> Aim of the task: The answer must consist only of the lines from the line with "positive clicks: (297, 83) (275, 95)" to the line with "positive clicks: (324, 95)", both included, exactly as they stand below.

> Collected data entries:
══════
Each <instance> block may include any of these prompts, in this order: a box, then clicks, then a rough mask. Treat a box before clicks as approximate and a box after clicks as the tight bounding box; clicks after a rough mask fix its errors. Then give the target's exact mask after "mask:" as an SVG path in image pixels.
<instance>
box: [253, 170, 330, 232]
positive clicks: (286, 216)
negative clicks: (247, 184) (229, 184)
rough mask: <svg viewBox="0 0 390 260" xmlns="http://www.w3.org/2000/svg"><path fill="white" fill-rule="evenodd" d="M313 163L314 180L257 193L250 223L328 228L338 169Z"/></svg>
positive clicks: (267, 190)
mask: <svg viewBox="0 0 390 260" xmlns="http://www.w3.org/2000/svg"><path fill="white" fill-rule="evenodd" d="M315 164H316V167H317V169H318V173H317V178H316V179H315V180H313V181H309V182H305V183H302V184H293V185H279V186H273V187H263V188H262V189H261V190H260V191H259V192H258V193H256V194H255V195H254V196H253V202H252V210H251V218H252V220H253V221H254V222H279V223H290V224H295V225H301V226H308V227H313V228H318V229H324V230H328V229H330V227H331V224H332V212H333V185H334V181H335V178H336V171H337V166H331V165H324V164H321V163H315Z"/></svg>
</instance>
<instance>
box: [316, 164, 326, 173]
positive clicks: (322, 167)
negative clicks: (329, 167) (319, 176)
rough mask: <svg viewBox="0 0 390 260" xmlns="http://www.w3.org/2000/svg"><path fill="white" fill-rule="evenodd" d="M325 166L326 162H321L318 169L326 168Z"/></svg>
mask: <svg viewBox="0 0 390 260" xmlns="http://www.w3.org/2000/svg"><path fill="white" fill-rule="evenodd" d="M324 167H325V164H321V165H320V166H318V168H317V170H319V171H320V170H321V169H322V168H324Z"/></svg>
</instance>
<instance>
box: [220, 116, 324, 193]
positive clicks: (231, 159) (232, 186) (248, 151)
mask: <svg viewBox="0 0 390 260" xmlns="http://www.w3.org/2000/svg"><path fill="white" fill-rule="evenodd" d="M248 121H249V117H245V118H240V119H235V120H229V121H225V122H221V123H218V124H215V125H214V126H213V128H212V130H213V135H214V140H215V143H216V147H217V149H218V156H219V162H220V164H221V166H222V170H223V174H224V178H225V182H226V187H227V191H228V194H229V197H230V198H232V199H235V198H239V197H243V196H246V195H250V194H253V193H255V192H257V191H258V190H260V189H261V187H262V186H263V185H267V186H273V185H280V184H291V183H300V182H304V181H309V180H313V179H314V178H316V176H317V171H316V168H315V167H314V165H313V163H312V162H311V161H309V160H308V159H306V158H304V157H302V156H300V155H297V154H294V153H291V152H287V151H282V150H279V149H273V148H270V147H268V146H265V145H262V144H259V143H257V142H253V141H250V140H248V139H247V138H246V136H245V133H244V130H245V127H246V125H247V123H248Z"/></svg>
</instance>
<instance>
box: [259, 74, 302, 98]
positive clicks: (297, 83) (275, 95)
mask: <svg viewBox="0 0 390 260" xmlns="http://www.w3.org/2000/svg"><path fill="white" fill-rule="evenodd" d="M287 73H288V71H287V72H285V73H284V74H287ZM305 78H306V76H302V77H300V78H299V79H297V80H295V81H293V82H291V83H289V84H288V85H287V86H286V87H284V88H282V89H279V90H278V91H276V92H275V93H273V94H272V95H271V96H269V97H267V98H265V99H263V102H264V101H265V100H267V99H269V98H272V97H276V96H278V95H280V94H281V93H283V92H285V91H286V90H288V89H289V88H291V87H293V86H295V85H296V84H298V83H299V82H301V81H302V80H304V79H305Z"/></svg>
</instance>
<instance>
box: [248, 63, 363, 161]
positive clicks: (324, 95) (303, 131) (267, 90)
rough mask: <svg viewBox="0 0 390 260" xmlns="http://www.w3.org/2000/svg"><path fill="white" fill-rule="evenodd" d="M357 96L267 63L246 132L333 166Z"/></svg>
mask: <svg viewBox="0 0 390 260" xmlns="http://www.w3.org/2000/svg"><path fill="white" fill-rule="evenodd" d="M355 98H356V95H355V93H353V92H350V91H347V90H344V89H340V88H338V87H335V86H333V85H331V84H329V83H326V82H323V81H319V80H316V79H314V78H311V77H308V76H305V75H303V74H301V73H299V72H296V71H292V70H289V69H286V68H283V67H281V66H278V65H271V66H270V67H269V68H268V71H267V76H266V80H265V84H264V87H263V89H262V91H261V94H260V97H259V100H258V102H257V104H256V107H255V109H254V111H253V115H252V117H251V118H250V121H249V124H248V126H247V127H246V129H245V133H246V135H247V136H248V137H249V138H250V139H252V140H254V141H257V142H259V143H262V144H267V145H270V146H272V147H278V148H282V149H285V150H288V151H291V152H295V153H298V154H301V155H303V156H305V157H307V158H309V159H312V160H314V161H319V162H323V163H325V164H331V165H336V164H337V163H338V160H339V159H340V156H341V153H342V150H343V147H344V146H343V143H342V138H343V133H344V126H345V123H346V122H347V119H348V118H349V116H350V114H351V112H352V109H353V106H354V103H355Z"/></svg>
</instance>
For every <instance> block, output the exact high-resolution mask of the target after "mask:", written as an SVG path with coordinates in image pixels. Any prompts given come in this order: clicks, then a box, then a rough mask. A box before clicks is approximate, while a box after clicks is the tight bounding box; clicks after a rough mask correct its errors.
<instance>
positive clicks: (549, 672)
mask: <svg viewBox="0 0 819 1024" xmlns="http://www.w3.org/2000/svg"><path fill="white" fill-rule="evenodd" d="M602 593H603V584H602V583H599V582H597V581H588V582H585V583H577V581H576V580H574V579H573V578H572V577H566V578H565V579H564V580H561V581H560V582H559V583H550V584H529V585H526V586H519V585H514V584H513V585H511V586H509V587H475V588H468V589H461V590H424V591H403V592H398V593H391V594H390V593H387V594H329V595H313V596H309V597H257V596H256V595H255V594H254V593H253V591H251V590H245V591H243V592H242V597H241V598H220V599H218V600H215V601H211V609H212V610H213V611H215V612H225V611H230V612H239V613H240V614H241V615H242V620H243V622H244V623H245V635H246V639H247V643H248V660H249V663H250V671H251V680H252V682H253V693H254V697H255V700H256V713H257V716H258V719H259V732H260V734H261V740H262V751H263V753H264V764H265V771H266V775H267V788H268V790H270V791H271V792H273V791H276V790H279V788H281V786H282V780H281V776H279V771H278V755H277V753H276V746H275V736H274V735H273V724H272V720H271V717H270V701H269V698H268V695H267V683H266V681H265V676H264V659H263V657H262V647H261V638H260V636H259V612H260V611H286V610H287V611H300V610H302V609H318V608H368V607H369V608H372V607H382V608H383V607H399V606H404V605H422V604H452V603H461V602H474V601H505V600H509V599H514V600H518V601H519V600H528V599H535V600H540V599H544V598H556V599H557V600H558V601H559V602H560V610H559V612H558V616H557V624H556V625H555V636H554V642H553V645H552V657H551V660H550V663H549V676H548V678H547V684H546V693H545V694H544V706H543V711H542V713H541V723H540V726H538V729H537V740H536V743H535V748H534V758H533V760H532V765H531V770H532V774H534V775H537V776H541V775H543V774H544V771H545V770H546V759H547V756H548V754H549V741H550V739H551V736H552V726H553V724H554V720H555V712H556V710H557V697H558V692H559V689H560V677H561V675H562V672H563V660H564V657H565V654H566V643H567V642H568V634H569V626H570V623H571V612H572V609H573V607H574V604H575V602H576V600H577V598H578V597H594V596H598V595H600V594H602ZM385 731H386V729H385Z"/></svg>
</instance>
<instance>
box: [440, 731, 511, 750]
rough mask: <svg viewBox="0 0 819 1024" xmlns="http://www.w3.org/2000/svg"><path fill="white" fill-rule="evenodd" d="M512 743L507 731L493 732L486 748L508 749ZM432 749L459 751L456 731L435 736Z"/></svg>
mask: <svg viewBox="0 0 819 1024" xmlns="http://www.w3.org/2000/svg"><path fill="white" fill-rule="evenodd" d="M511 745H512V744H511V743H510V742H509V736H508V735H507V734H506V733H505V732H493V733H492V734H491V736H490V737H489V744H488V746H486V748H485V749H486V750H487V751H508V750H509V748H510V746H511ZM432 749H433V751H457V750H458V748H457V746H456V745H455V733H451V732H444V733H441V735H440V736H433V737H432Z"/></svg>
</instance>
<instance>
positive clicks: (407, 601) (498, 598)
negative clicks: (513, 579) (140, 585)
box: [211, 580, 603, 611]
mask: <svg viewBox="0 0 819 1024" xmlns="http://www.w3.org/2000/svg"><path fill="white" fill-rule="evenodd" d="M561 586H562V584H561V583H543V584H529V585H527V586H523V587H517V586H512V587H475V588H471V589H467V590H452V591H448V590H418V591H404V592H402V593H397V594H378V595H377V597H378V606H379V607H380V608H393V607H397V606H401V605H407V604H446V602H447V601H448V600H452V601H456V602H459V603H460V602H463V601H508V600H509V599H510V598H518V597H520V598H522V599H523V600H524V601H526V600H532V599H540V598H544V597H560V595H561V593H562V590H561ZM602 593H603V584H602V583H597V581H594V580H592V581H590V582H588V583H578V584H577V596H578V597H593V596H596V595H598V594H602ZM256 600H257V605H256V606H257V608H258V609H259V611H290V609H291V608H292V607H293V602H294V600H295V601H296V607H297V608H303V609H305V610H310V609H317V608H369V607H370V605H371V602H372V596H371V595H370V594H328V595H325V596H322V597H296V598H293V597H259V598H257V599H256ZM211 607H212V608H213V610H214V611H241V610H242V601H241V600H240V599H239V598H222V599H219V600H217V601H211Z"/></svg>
══════
> Exercise result:
positive clicks: (297, 83) (275, 95)
mask: <svg viewBox="0 0 390 260" xmlns="http://www.w3.org/2000/svg"><path fill="white" fill-rule="evenodd" d="M287 73H288V71H287V72H285V73H284V74H287ZM305 78H306V76H302V77H300V78H299V79H297V80H295V81H293V82H291V83H289V84H288V85H287V86H286V87H284V88H282V89H279V90H278V91H276V92H275V93H273V94H272V95H271V96H269V97H267V98H265V99H263V102H264V101H265V100H267V99H269V98H272V97H276V96H278V95H280V94H281V93H283V92H285V91H286V90H288V89H289V88H291V87H293V86H295V85H296V84H298V83H299V82H301V81H302V80H304V79H305Z"/></svg>
</instance>
<instance>
box: [248, 63, 363, 161]
positive clicks: (324, 95) (303, 131) (267, 90)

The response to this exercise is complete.